(Brief) Write the records below out in full, character for character, with no pictures.
===== Dataset entries =====
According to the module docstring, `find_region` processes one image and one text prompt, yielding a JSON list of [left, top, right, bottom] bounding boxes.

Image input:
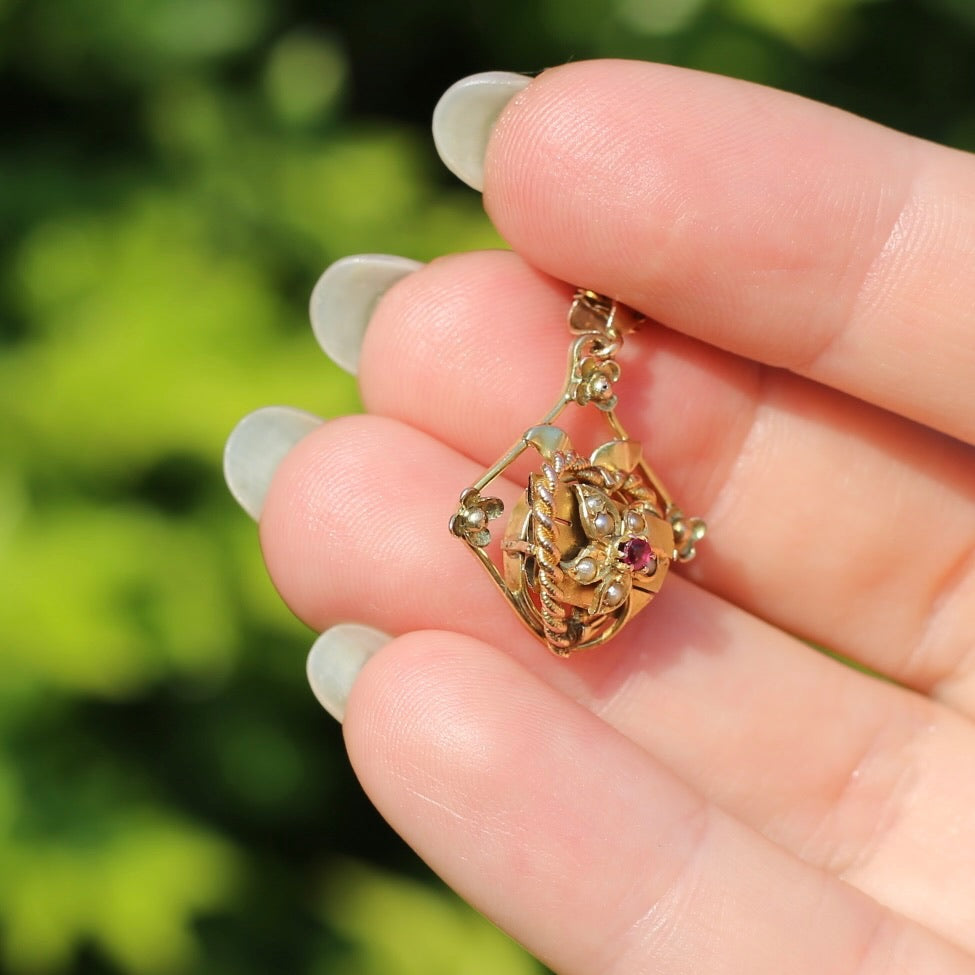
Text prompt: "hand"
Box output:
[[224, 61, 975, 973]]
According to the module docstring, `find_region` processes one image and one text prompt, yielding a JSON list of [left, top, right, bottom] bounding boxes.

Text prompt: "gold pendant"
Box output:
[[450, 290, 705, 655]]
=====
(Output for this task)
According to the module docstring, `find_region` processes one image and one text prompt, yielding a JSON list of [left, top, right, bottom] bounding boxes.

Image input:
Text prompt: "hand"
Box output:
[[224, 61, 975, 973]]
According to the module docstring, `find_region` processes one image and one text prompt, yielding a JSON list of [left, top, right, bottom] bounding boxes.

Text prompt: "gold pendant"
Box output:
[[450, 290, 705, 655]]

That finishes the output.